**AIM OF THE TASK:** Retype, exactly and only, each line from the one containing "would ya mind boxing the player's bare" to the end of the records below.

**PROVIDED DATA:**
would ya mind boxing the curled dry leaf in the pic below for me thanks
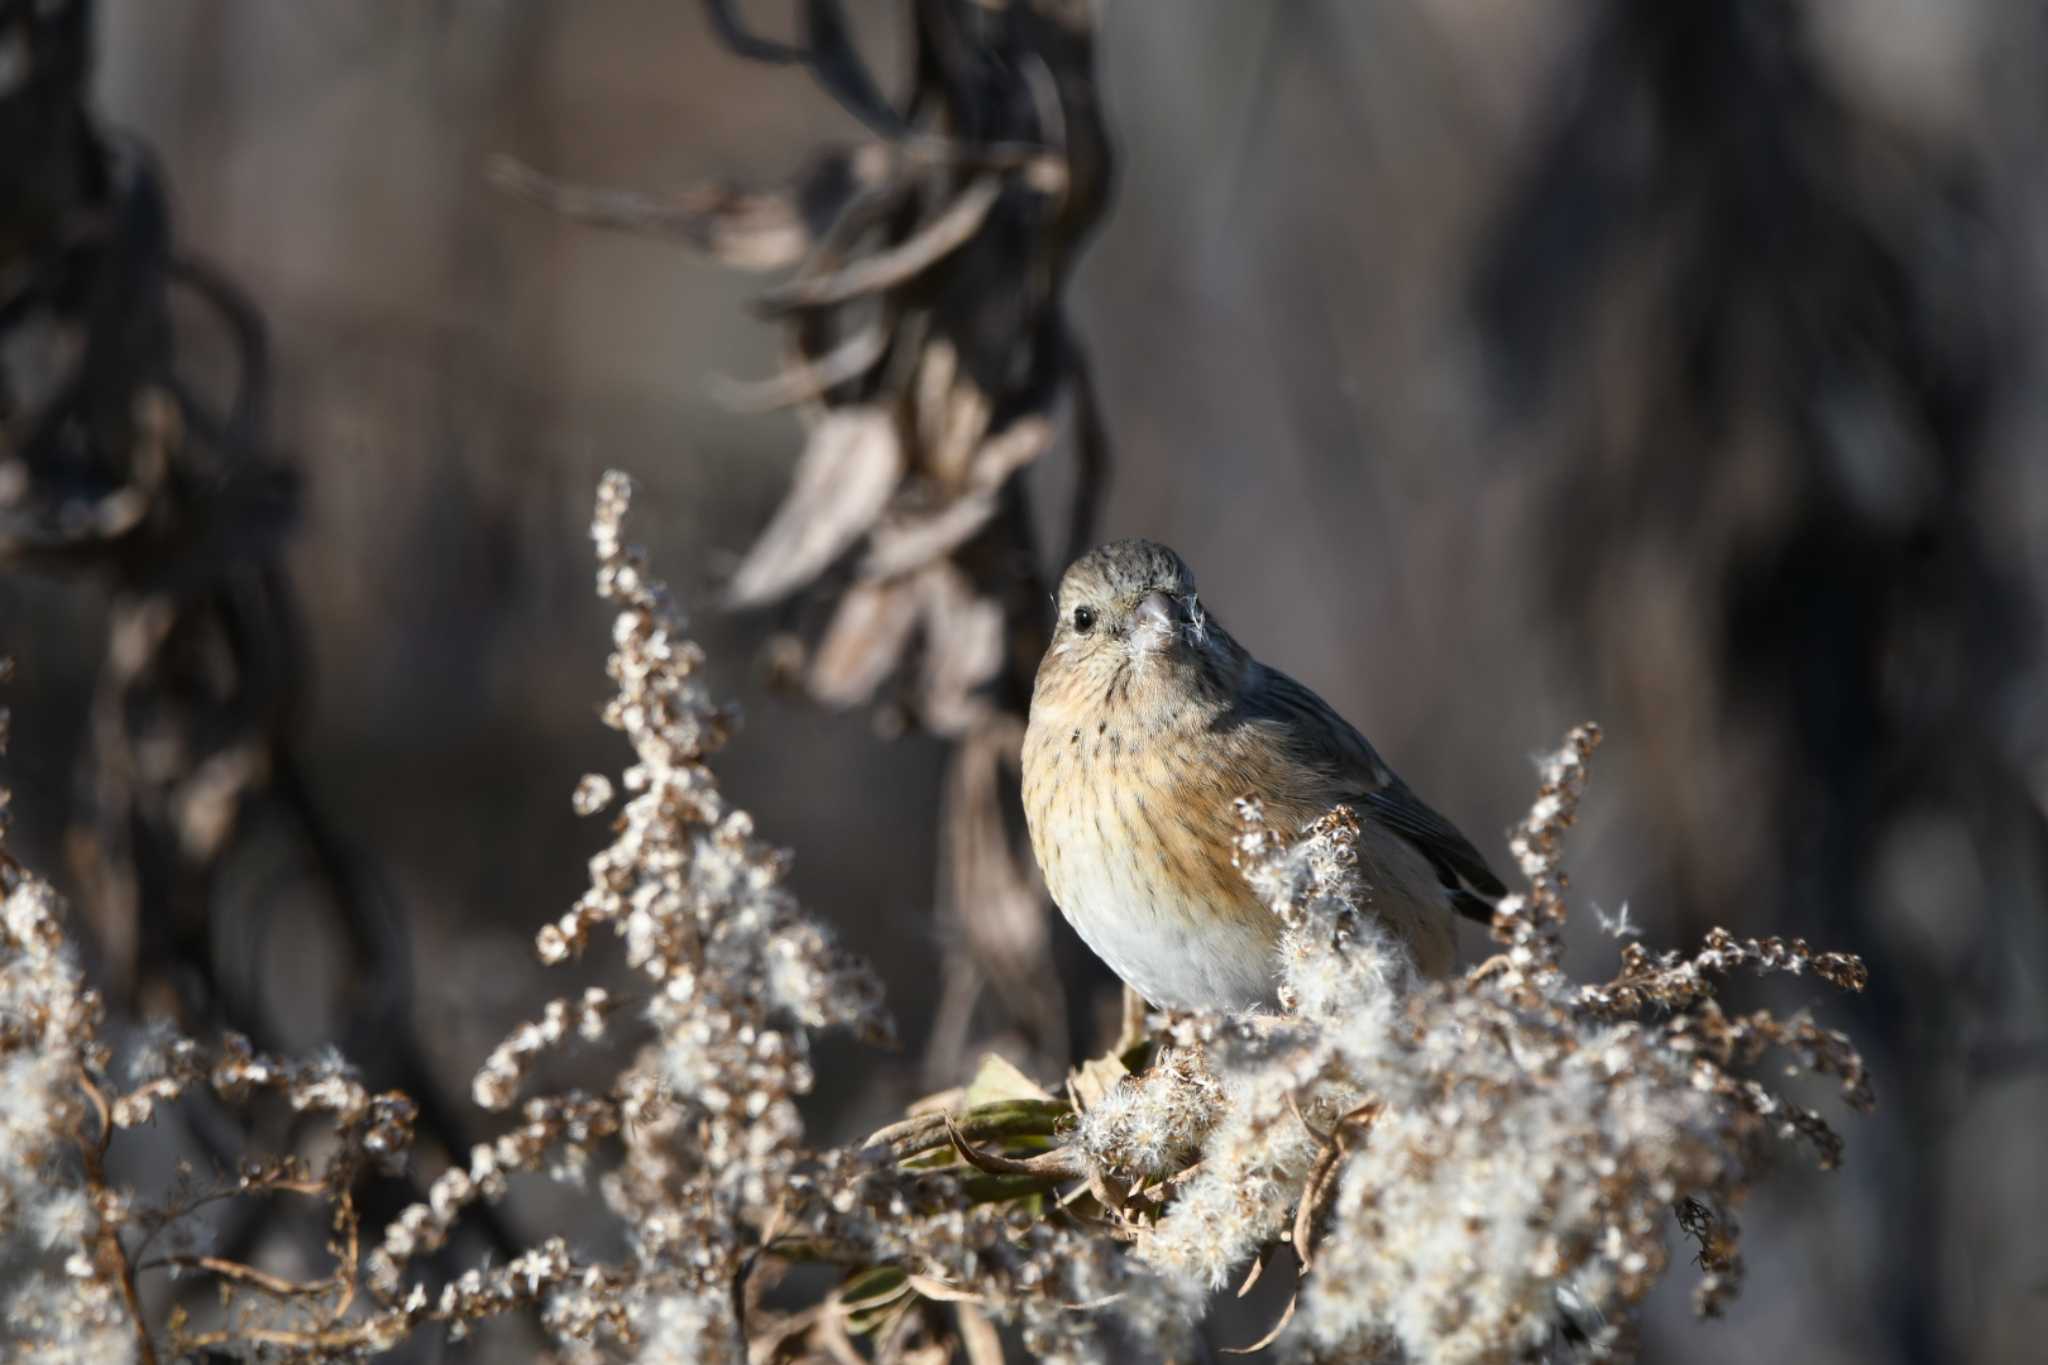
[914,340,991,486]
[862,418,1057,581]
[759,175,1005,312]
[914,340,961,466]
[915,566,1007,736]
[805,559,1012,720]
[860,411,1056,581]
[726,406,904,608]
[945,1117,1088,1181]
[1222,1288,1298,1357]
[711,324,889,413]
[808,578,924,709]
[863,494,1002,582]
[967,416,1056,493]
[488,154,814,270]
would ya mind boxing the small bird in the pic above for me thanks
[1021,539,1503,1011]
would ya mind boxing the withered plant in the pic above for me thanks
[0,0,509,1267]
[3,471,1871,1362]
[495,0,1117,1073]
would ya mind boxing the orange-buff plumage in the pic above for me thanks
[1022,540,1503,1011]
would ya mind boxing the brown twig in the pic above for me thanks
[1289,1098,1383,1274]
[135,1254,325,1300]
[77,1074,158,1365]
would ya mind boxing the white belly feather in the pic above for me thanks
[1031,795,1281,1012]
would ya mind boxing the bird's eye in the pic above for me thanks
[1072,605,1097,634]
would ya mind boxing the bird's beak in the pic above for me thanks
[1130,591,1177,654]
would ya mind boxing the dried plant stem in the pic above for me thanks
[78,1075,158,1365]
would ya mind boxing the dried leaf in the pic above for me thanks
[1236,1245,1274,1299]
[913,338,962,466]
[906,1086,967,1118]
[862,493,999,581]
[172,744,269,858]
[710,324,888,413]
[967,417,1054,492]
[914,342,992,485]
[915,566,1005,734]
[1066,1052,1130,1115]
[944,1118,1086,1180]
[727,406,904,607]
[1222,1288,1298,1356]
[489,155,812,269]
[759,175,1004,311]
[903,1275,985,1305]
[817,1289,871,1365]
[808,580,920,708]
[954,1303,1005,1365]
[963,1053,1055,1107]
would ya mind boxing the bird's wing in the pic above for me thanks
[1350,783,1506,923]
[1251,666,1505,924]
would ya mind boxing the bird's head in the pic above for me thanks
[1038,539,1246,708]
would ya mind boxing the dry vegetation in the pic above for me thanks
[1,472,1871,1363]
[498,0,1118,1082]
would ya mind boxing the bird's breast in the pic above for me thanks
[1021,699,1282,1011]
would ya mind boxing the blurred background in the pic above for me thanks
[4,2,2045,1361]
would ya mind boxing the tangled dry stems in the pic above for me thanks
[0,472,1870,1363]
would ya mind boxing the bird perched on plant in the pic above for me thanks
[1021,539,1503,1012]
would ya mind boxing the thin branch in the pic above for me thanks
[77,1074,159,1365]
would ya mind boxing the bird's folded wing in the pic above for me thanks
[1249,665,1506,922]
[1350,784,1506,923]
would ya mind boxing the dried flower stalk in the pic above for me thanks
[1,479,1871,1363]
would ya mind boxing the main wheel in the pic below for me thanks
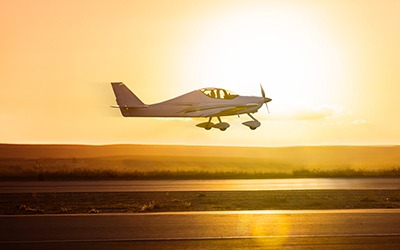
[220,128,227,131]
[205,127,212,130]
[250,127,257,130]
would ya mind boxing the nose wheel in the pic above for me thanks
[242,113,261,130]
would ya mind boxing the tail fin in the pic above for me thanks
[111,82,147,108]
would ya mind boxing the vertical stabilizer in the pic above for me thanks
[111,82,146,107]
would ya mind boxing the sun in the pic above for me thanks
[184,3,345,110]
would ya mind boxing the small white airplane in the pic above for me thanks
[111,82,272,131]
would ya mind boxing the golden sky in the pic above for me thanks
[1,0,400,146]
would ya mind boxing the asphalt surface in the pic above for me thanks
[3,179,400,249]
[2,209,400,249]
[2,178,400,193]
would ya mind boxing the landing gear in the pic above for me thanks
[213,117,230,131]
[196,117,214,130]
[242,113,261,130]
[196,117,230,131]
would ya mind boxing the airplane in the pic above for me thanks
[111,82,272,131]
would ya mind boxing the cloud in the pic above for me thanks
[269,104,349,121]
[351,119,368,125]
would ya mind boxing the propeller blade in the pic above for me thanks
[260,83,265,98]
[260,83,270,114]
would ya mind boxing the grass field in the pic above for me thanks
[1,144,400,180]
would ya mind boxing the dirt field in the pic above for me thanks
[1,190,400,215]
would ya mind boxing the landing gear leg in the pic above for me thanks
[205,117,213,130]
[242,113,261,130]
[247,113,258,122]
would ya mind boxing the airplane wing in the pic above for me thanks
[184,104,258,117]
[197,107,237,117]
[179,105,234,117]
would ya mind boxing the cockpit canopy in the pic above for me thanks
[200,88,238,100]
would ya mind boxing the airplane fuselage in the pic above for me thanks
[118,90,265,118]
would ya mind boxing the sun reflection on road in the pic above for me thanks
[235,213,290,247]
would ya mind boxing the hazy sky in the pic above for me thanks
[1,0,400,146]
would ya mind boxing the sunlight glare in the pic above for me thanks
[187,4,345,111]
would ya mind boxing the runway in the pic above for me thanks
[3,179,400,248]
[2,209,400,249]
[2,178,400,193]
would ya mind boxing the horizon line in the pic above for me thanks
[1,143,400,148]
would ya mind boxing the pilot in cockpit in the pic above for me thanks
[200,88,238,100]
[210,91,215,98]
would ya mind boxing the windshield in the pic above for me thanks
[200,88,238,100]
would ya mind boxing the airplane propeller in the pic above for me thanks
[260,84,272,114]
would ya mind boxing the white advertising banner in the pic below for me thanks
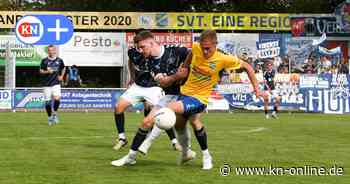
[0,90,12,109]
[193,33,259,57]
[59,32,125,66]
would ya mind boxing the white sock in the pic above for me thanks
[148,126,162,142]
[119,133,126,140]
[202,149,211,158]
[176,127,190,156]
[128,149,137,158]
[171,138,178,144]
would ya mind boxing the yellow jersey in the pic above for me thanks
[180,42,242,105]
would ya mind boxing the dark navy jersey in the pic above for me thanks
[40,57,65,86]
[149,45,189,95]
[128,48,158,87]
[264,70,275,90]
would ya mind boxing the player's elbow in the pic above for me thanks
[176,67,189,80]
[240,61,254,72]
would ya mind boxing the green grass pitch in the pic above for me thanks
[0,112,349,184]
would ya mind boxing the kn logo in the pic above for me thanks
[15,14,74,45]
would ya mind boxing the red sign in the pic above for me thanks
[126,32,193,48]
[291,19,305,37]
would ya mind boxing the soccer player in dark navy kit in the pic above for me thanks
[263,62,281,119]
[112,30,191,166]
[39,45,65,125]
[113,35,181,152]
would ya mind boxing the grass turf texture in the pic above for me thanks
[0,112,349,184]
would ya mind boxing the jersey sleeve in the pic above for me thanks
[223,54,241,70]
[59,59,65,75]
[40,59,47,70]
[176,47,189,64]
[127,48,137,62]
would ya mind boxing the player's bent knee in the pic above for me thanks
[167,102,184,114]
[141,121,153,129]
[141,117,154,129]
[190,120,203,130]
[115,99,130,114]
[114,104,124,114]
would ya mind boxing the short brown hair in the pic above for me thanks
[199,29,217,43]
[133,30,154,44]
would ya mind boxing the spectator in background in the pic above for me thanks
[331,65,338,74]
[321,56,332,73]
[273,56,282,70]
[66,65,82,87]
[302,57,316,74]
[338,59,349,74]
[255,63,263,75]
[278,65,289,74]
[304,64,316,74]
[279,56,289,70]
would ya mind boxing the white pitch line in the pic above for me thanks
[231,127,269,134]
[0,135,113,141]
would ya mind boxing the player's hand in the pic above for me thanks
[158,76,172,87]
[58,76,63,81]
[176,64,188,79]
[154,73,166,81]
[47,68,54,74]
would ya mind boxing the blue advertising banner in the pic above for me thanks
[219,74,350,114]
[304,74,350,114]
[7,76,350,114]
[14,88,144,110]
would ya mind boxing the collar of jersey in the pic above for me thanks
[153,45,165,59]
[199,49,218,62]
[48,56,57,61]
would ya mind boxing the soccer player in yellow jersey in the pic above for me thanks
[165,30,262,170]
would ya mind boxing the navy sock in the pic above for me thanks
[114,113,125,134]
[131,128,149,151]
[165,128,176,141]
[194,127,208,151]
[144,108,151,117]
[45,101,52,117]
[53,99,60,112]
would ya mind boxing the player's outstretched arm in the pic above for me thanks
[240,61,261,96]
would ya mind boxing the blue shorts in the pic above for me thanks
[178,95,206,117]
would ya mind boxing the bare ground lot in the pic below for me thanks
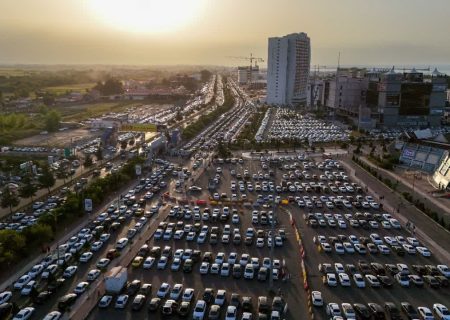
[14,128,103,147]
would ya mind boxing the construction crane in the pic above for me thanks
[228,53,264,85]
[229,53,264,68]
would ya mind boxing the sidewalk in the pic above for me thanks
[341,157,450,265]
[359,156,450,216]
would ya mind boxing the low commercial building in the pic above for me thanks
[432,151,450,190]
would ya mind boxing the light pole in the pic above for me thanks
[269,164,277,292]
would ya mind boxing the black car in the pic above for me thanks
[230,293,241,308]
[272,296,285,314]
[132,295,146,311]
[354,303,371,319]
[423,275,440,288]
[203,288,214,304]
[401,302,419,319]
[233,264,242,279]
[58,293,77,311]
[435,275,449,287]
[139,284,152,296]
[371,263,386,275]
[148,297,161,312]
[377,275,394,287]
[384,302,402,320]
[183,259,193,273]
[242,296,253,311]
[412,264,427,275]
[202,252,213,263]
[258,296,270,315]
[368,303,386,319]
[127,280,142,296]
[178,301,191,317]
[48,278,65,292]
[35,291,52,304]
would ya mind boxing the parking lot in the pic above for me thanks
[89,154,305,319]
[3,150,449,320]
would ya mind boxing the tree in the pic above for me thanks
[44,110,61,132]
[38,166,56,195]
[43,92,55,106]
[200,70,212,82]
[94,78,124,95]
[95,147,103,161]
[84,155,93,167]
[1,188,20,214]
[175,111,183,121]
[19,176,37,202]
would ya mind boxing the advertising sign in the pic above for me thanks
[135,164,142,176]
[84,198,93,212]
[403,149,415,158]
[120,123,157,133]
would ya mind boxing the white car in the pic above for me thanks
[20,280,37,296]
[193,299,207,320]
[79,252,93,263]
[74,281,89,295]
[171,258,182,271]
[232,214,240,224]
[353,273,366,288]
[244,264,254,279]
[225,305,237,320]
[157,282,171,298]
[41,264,58,279]
[87,269,101,282]
[12,307,35,320]
[98,295,113,308]
[417,306,435,320]
[214,289,227,306]
[182,288,195,302]
[220,263,230,276]
[143,257,155,269]
[338,273,351,287]
[334,263,345,274]
[433,303,450,320]
[114,294,129,309]
[395,273,410,287]
[170,283,183,300]
[326,273,337,287]
[28,264,44,279]
[0,291,12,304]
[14,274,32,290]
[311,291,323,306]
[96,258,110,269]
[63,265,78,278]
[199,262,209,275]
[417,246,432,257]
[342,303,356,319]
[91,241,103,251]
[407,237,420,247]
[42,311,62,320]
[437,265,450,278]
[326,303,341,317]
[157,256,169,269]
[365,274,380,287]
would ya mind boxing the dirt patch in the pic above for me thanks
[14,128,102,147]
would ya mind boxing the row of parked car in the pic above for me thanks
[99,280,286,320]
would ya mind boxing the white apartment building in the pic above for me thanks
[266,32,311,106]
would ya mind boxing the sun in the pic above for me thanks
[88,0,205,34]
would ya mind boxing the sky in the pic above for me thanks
[1,0,450,67]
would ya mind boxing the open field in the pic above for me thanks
[14,127,103,147]
[0,67,35,77]
[44,82,96,95]
[0,113,44,145]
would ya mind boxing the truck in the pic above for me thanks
[104,266,127,295]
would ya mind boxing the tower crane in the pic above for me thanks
[228,53,264,84]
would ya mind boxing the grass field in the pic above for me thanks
[61,101,139,122]
[44,83,96,95]
[0,68,34,77]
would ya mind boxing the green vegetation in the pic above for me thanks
[182,84,235,140]
[44,83,96,96]
[0,69,95,99]
[0,188,20,214]
[38,165,56,194]
[93,78,124,96]
[19,176,38,202]
[0,156,145,271]
[61,101,137,122]
[236,106,268,144]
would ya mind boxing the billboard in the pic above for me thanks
[120,123,157,132]
[84,198,93,212]
[402,148,415,158]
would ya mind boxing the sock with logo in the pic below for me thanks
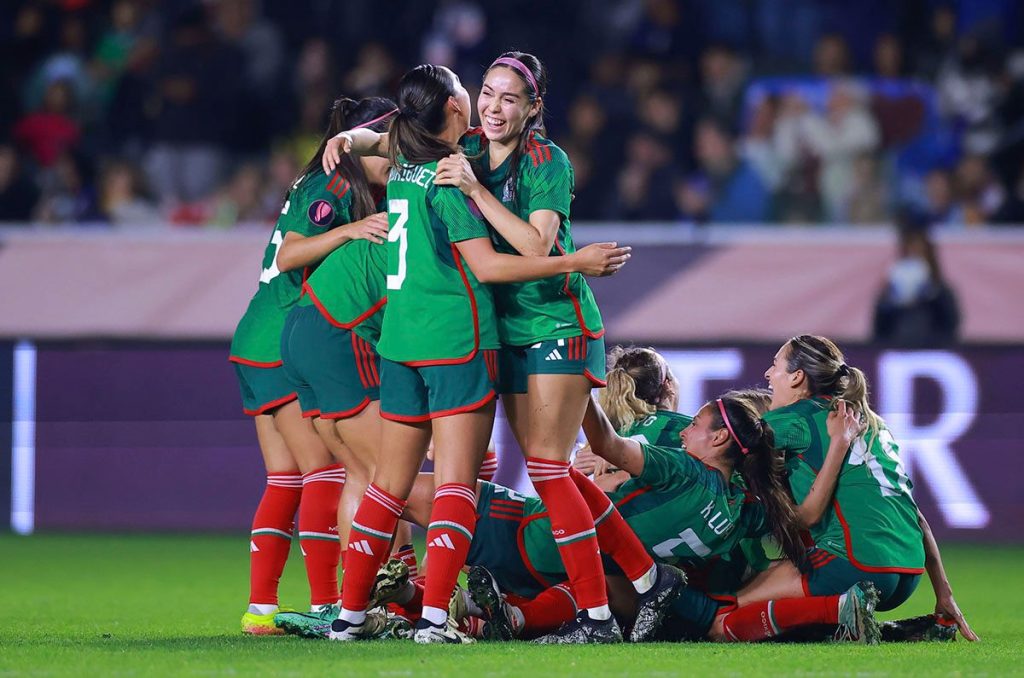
[721,596,841,642]
[526,457,608,614]
[337,483,405,622]
[298,464,345,606]
[422,483,478,620]
[249,471,302,606]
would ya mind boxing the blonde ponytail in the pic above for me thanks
[599,367,656,432]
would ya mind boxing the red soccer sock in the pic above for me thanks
[298,464,345,606]
[422,483,478,615]
[569,467,654,582]
[249,471,302,605]
[478,451,498,482]
[721,595,841,642]
[515,583,578,637]
[394,541,420,579]
[387,579,425,622]
[340,483,406,613]
[526,457,608,610]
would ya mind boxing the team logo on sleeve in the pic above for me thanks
[307,199,334,227]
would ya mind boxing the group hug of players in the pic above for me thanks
[229,52,977,645]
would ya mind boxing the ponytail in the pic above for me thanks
[598,346,671,431]
[600,368,656,432]
[713,396,806,570]
[786,335,883,440]
[388,64,460,169]
[297,95,397,221]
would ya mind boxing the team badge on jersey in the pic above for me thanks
[307,199,335,227]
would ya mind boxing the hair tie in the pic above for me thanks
[716,398,749,455]
[400,106,419,119]
[490,56,539,97]
[353,107,399,130]
[838,363,851,377]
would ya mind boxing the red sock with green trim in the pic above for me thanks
[298,464,345,606]
[339,483,405,615]
[249,471,302,606]
[721,596,840,641]
[421,483,477,623]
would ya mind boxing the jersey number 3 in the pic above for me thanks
[387,199,409,290]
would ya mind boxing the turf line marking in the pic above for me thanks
[12,340,36,536]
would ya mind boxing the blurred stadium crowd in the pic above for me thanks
[1,0,1023,227]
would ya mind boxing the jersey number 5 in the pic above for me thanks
[387,199,409,290]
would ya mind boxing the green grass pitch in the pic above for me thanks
[1,534,1021,676]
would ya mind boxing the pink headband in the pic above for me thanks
[490,57,539,97]
[716,399,749,455]
[353,108,399,130]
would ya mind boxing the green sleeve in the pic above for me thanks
[287,182,353,236]
[524,149,573,218]
[636,444,701,492]
[764,411,811,458]
[460,127,487,156]
[429,184,489,243]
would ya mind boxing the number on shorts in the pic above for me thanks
[387,199,409,290]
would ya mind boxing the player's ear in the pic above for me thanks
[529,96,542,118]
[788,368,805,391]
[448,95,464,117]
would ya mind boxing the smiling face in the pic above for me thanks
[764,342,805,410]
[478,65,539,145]
[679,403,728,458]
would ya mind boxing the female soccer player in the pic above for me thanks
[231,96,391,634]
[326,63,631,645]
[703,335,978,642]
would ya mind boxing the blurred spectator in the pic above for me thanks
[873,216,960,346]
[0,144,41,222]
[935,30,1003,155]
[144,5,242,205]
[345,43,401,99]
[91,0,144,111]
[845,154,888,223]
[208,163,267,227]
[775,82,881,222]
[993,160,1024,224]
[606,129,680,221]
[697,44,747,131]
[922,168,956,225]
[261,148,299,220]
[680,118,770,223]
[99,159,160,226]
[35,151,101,223]
[24,13,94,118]
[13,79,81,168]
[813,33,852,77]
[953,154,1004,225]
[913,4,958,79]
[739,95,785,194]
[422,1,487,82]
[873,33,905,79]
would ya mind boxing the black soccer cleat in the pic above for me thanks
[532,610,623,644]
[629,563,687,642]
[467,566,518,640]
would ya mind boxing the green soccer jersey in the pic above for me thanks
[230,170,355,365]
[376,158,499,364]
[520,445,768,584]
[476,132,604,345]
[620,410,693,447]
[300,238,387,345]
[765,398,925,572]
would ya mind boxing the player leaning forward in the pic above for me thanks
[325,63,631,644]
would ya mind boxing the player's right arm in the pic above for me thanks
[455,237,629,283]
[581,395,646,476]
[276,213,388,271]
[795,401,862,528]
[919,510,979,641]
[322,129,390,173]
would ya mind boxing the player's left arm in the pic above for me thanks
[276,213,388,272]
[434,153,558,256]
[919,510,980,641]
[580,394,646,476]
[796,401,862,528]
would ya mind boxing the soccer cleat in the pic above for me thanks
[834,581,881,645]
[630,564,687,642]
[448,585,469,624]
[241,605,293,636]
[274,604,339,639]
[381,613,415,640]
[369,558,411,609]
[880,614,958,642]
[467,566,517,640]
[327,611,390,641]
[532,610,623,644]
[413,617,475,644]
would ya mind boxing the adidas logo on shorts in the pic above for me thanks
[428,534,457,550]
[544,349,563,361]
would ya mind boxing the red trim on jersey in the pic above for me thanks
[243,392,298,416]
[229,356,283,368]
[398,245,481,367]
[516,513,559,589]
[304,283,387,330]
[830,499,925,574]
[483,349,499,381]
[380,389,496,423]
[320,397,372,420]
[358,336,381,386]
[584,369,607,388]
[302,408,322,419]
[801,575,813,597]
[351,332,371,389]
[613,486,651,508]
[709,594,738,616]
[553,242,605,340]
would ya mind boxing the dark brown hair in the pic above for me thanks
[711,395,806,569]
[297,96,396,221]
[388,64,461,168]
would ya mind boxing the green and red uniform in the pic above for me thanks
[766,397,924,609]
[620,410,693,447]
[229,170,355,414]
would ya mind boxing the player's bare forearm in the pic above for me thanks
[350,129,388,156]
[276,229,351,272]
[919,510,950,596]
[795,434,848,528]
[466,185,551,256]
[456,238,572,283]
[581,395,645,476]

**SOLUTION FOR THIS EXERCISE:**
would ya mind boxing the player's bare forearm in the pic above for me thanks
[350,129,388,156]
[276,229,351,272]
[919,510,950,596]
[795,434,848,528]
[466,185,551,256]
[456,238,572,283]
[581,395,645,476]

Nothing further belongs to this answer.